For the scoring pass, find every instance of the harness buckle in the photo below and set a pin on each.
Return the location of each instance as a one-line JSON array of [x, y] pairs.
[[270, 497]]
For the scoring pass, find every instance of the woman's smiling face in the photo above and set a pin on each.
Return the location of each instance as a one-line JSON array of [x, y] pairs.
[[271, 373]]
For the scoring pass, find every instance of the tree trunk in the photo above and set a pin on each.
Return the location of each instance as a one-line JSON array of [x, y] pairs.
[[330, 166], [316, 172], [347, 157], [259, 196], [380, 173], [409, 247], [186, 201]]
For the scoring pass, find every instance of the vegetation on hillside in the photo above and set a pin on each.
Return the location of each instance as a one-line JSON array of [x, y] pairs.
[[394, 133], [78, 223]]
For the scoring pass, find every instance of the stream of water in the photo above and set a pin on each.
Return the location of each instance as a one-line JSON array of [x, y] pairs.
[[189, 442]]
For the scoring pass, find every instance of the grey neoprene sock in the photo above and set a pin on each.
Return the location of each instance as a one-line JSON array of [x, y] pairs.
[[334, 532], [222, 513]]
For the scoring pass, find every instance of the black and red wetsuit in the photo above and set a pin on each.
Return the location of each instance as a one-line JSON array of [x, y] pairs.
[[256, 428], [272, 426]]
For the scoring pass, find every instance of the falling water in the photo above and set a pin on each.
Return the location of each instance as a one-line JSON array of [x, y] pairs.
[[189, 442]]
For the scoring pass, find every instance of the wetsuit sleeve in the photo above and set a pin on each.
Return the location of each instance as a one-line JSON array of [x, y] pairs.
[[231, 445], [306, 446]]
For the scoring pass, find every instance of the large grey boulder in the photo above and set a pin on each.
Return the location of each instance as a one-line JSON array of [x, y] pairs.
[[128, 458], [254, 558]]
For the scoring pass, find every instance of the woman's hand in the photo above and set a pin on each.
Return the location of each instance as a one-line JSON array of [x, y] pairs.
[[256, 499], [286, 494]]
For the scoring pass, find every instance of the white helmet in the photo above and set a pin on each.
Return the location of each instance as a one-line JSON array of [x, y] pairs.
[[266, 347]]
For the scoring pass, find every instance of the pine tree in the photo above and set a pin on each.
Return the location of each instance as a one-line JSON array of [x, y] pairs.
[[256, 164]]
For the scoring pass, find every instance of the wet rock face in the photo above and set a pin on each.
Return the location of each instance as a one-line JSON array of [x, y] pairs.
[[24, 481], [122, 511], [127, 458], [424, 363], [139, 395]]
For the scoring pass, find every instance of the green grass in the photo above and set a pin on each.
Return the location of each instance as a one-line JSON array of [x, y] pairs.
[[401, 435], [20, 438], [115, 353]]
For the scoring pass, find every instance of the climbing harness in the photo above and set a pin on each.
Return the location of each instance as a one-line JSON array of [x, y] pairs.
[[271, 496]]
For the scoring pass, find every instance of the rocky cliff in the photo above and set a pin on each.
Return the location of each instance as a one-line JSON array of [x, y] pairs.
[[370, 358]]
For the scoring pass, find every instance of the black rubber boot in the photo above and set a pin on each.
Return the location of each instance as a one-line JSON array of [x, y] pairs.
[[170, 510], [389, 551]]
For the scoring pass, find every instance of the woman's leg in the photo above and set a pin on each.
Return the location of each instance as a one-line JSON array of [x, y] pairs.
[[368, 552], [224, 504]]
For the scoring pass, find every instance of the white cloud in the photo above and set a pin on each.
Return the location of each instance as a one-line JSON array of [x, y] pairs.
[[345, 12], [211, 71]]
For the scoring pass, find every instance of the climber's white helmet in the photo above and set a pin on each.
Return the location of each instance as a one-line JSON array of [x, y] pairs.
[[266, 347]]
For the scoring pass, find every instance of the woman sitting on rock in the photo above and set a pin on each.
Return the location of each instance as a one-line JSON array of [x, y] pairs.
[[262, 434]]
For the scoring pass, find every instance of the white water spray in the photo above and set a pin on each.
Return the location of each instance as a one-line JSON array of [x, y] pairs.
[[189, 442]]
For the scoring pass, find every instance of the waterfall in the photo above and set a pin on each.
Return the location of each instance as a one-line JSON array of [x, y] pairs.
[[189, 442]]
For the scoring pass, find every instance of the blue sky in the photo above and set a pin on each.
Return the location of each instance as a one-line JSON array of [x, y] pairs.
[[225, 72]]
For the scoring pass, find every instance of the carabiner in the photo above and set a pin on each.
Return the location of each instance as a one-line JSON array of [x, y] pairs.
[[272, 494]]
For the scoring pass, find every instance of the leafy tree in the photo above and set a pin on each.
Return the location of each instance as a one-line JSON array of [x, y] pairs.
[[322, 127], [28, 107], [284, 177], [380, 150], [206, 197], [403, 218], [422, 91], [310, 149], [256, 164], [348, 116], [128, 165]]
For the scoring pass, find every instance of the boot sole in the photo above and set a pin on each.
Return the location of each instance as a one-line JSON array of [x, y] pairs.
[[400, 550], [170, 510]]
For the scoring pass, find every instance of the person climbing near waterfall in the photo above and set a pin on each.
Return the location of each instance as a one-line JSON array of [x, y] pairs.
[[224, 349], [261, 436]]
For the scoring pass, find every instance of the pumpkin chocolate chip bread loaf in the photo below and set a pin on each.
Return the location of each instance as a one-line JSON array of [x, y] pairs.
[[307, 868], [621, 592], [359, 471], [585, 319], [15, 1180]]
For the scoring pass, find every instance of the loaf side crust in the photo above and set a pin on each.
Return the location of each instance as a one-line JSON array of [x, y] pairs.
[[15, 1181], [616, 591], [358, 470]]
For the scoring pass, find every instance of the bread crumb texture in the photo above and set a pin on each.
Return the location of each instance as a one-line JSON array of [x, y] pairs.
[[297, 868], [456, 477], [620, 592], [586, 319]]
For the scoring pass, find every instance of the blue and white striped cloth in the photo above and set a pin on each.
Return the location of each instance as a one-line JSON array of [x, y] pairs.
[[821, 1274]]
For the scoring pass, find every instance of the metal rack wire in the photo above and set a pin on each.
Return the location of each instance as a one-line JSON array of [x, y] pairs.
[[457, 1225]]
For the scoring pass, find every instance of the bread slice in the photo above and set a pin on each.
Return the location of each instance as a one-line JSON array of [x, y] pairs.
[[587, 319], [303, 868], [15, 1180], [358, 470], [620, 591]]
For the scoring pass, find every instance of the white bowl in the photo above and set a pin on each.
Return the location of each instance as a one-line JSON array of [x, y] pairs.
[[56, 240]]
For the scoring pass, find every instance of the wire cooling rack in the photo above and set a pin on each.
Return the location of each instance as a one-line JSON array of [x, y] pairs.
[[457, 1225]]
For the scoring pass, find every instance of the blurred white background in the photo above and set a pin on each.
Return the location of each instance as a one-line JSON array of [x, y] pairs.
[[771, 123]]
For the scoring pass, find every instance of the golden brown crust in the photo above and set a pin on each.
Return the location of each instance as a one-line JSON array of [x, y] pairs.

Written exercise
Reproduce verbatim the records from the line containing "For the scoring pass, find every instance of the bread slice" up to and including the final line of the records.

Result of the task
For the scoring pass, find every instance of the bread slice in the photo above and set a pin on each.
Return the location of each instance as a one-line JSON array of [x, y] pairs.
[[587, 319], [303, 868], [15, 1180], [358, 470], [620, 591]]
For the scoring pass, find every instance of the white bowl in the photo above and set a pin on each.
Return the location of each instance as a one-line JSON array of [x, y] pairs.
[[56, 240]]
For the scoring pass, find every instance of the wire cooling rack in the photo above and set a pin on each.
Return the location of each instance as a one-line JSON array of [x, y] pairs.
[[457, 1225]]
For the scoring pass, find every instance of the blurred white background in the photo above and set a pin on each.
Return the location of each instance as a one-line JSON array of [x, y] pairs.
[[771, 123]]
For the scoring pass, find every instance of the golden brown crust in the photo above and set a pin on each.
Return the location of each instance as a one-line JSON array of [x, y] pairs.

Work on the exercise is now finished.